### [Source excerpt]
* * *

Bozella: Well, the first thing I started doing was I realized that, wait a minute, this street life is not doing anything for me. So, the first thing I went and I did was I went back to going to school, and I got into school with a basic community college where I can get my GED and, at the same time, receive college credits. And so, I went and I got my GED in 1983, but the whole thing was during that time I was going to school I was going to (inaudible) boxing camp, and I also got in the Poughkeepsie Journal for got (inaudible) community college for playing on the baseball team. And so I knew I had the potential and I knew that I was making changes in my life and as soon as I started making changes in my life the case popped back up.
Firsenbaum: Dewey, you were tried in 1983, and you heard the announcement from the jury finding you guilty. How do you react to a jury finding you guilty for the murder of a 92-year old woman when you didn’t commit that crime?
Bozella: I didn’t understand the law, but I did understand being convicted for murder meant that I could receive life without no parole, so I actually fell down on the floor and I told them “I didn’t do it, I didn’t do it, you got the wrong man,” seven women and five men started breaking down crying. You know I said “it’s too late, it’s too late you convicted me for a crime I didn’t do. It’s too late. And that’s what I said leaving out the court room because it was devastating. It was devastating.
Friedman: That was your first trial in 1983. You were retried in 1990, and your constitutional rights had been violated in that first trial because of Batson violations. Black jurors had been excluded from the jury. When you were retried again, the prosecutor’s case was even weaker than it had been in 1983. There were witnesses who had recanted. During the time when the jury was deliberating, you received an offer from prosecutors that would’ve resulted in your immediate release. Take us through that. You refused to take a plea at that point even though you would’ve been out. What was going through your mind and why did you decide not to do that?

* * *

### [Task description]
Name each person who speaks in the interview excerpt above, using the names the excerpt gives.

* * *

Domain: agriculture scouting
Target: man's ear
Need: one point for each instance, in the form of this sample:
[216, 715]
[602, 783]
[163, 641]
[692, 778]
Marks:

* * *

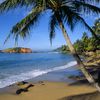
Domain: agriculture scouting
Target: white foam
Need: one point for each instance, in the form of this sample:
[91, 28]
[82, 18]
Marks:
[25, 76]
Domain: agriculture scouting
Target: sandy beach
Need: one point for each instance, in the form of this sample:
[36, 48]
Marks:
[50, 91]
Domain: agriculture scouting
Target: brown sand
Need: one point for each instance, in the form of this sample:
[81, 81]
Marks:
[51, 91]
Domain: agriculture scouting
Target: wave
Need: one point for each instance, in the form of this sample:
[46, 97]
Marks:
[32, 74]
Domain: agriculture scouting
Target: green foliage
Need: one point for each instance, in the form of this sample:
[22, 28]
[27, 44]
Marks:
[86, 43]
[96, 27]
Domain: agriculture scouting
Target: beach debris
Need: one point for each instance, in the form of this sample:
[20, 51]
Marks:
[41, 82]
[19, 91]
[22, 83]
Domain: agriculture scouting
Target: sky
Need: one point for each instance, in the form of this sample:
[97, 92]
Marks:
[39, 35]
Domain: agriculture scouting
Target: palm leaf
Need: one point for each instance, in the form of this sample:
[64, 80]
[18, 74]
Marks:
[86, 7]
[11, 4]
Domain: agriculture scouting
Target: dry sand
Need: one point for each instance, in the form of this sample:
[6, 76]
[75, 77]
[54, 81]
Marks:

* * *

### [Reply]
Bozella, Firsenbaum, Friedman